Each entry below is to be duplicated verbatim.

(Entries from a point annotation set)
• • • •
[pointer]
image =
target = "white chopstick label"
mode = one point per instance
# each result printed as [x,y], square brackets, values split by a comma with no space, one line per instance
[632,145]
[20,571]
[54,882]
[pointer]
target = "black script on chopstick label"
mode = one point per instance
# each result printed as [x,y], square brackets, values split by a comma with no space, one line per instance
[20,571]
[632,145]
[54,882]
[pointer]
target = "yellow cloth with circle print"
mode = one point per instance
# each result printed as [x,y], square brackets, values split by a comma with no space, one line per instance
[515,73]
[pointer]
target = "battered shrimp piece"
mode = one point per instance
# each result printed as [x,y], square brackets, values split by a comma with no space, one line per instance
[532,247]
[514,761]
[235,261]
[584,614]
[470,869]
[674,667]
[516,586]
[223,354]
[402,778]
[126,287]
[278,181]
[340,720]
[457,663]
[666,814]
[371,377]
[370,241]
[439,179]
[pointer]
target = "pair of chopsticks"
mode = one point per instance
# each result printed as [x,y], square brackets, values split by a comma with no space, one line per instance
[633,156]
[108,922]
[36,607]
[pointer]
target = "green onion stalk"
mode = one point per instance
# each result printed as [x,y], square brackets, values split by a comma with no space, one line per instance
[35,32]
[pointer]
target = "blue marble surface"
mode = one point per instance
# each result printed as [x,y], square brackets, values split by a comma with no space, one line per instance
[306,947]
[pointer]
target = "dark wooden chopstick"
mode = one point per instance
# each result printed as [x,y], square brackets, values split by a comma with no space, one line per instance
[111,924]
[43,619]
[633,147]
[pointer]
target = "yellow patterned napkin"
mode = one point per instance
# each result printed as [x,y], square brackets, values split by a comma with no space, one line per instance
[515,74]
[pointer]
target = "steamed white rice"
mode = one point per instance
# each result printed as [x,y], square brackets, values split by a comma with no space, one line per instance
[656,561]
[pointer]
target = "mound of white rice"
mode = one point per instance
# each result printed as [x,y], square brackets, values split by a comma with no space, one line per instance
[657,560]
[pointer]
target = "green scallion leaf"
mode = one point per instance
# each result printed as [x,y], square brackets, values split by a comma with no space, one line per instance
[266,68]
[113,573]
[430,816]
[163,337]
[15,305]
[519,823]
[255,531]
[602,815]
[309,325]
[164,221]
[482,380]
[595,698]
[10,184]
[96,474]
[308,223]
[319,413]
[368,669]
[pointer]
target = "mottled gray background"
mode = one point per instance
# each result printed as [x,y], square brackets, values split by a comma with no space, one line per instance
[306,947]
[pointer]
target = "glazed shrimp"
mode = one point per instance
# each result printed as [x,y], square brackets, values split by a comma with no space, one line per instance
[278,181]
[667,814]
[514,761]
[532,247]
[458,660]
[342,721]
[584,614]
• • • •
EXERCISE ANSWER:
[pointer]
image =
target = "white chopstick label"
mode = one point per instance
# each result printed as [x,y], square brackets, values split by a comma with no space, one line per instance
[632,145]
[20,571]
[54,882]
[pointer]
target = "black script on chopstick label"
mode = one point per instance
# each result printed as [x,y], square brackets, values split by a comma with no space, one line per instance
[20,571]
[632,145]
[54,882]
[pointer]
target = "yellow cloth with circle print"
mode = one point per instance
# each result printed as [x,y], square brackets, values split by a comma with no space, one line per instance
[515,73]
[pointer]
target = "battered shrimp piece"
mode = one point per instance
# each result printed as [x,y], square brackets, values split by a comma with no space, one line per instance
[532,247]
[514,761]
[235,261]
[584,614]
[470,869]
[674,667]
[516,586]
[223,354]
[402,778]
[126,287]
[278,181]
[340,720]
[457,663]
[666,814]
[371,377]
[370,241]
[439,179]
[pointer]
target = "pair of chopsticks"
mode = one point per instance
# each result printed as [x,y], square brackets, values split by a comma with no space, one line per instance
[633,156]
[108,922]
[36,607]
[pointer]
target = "green onion stalk"
mode = one point per instance
# each result printed as [x,y], square brackets, values split by a comma with no space, one line per instance
[35,32]
[pointer]
target = "blue marble surface"
mode = one point per instance
# each result printed as [x,y], square brackets, values split by a comma with no space, one line per instance
[306,947]
[pointer]
target = "dark wooden chopstick"
mode = one point per instance
# each result printed as [x,y], square brackets, values split by a comma with no space, one line per instance
[111,924]
[43,619]
[633,147]
[pointer]
target = "yellow patterned napkin"
mode = one point per instance
# each result printed as [x,y], square brackets, values split by a comma with no space, one line per instance
[515,74]
[pointer]
target = "steamed white rice"
mode = one point per instance
# each result printed as [x,y], square brackets, values split by a comma with no space, one line per instance
[656,561]
[pointer]
target = "mound of white rice"
mode = one point per instance
# each result printed as [x,y], square brackets, values split by a comma with no space, one line per instance
[657,560]
[pointer]
target = "green scallion leaf"
mode = one point per instance
# each result printed as [x,y], square brackets, values split by a comma with no space, one line per instance
[266,68]
[113,573]
[430,816]
[163,337]
[15,305]
[519,823]
[255,531]
[602,815]
[309,325]
[164,221]
[482,380]
[595,698]
[10,184]
[96,474]
[308,223]
[319,413]
[368,669]
[pointer]
target = "mottled gray background"
mode = one point per instance
# each result printed as [x,y], square brackets, values split by a comma with no space, one line per instance
[306,947]
[pointer]
target = "glazed shrimp"
mode = one point per instance
# each result printed as [x,y], square brackets, values split by a comma with no space, one line per instance
[278,181]
[667,814]
[514,761]
[532,247]
[458,660]
[342,721]
[584,614]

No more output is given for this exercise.